> _Your objective_
Report each line in the records below that contains the word "point".

___

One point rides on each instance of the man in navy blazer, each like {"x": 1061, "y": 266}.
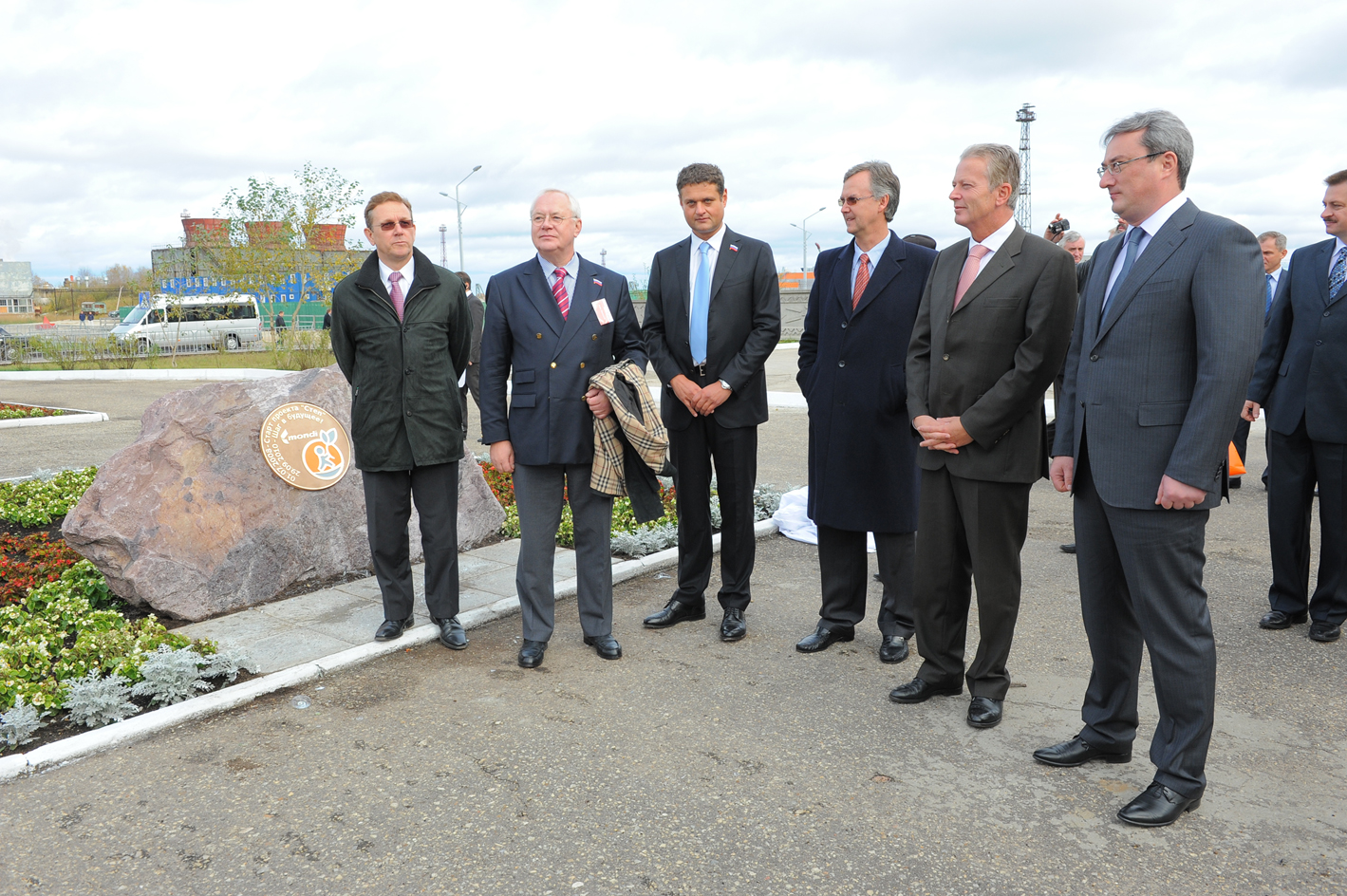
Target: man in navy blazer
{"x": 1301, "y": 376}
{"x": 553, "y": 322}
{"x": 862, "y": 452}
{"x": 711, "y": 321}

___

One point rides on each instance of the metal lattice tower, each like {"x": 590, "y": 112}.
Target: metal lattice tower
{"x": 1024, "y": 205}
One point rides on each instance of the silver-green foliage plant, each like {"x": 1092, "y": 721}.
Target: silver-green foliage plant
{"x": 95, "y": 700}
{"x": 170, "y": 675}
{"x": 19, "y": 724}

___

> _Correct answer_
One point rides on each instance of the man in navy blazer, each like {"x": 1061, "y": 266}.
One point rides on each instance of the metal lattice tower, each like {"x": 590, "y": 112}.
One point rides on each instance of the silver-green foliage plant, each like {"x": 1092, "y": 721}.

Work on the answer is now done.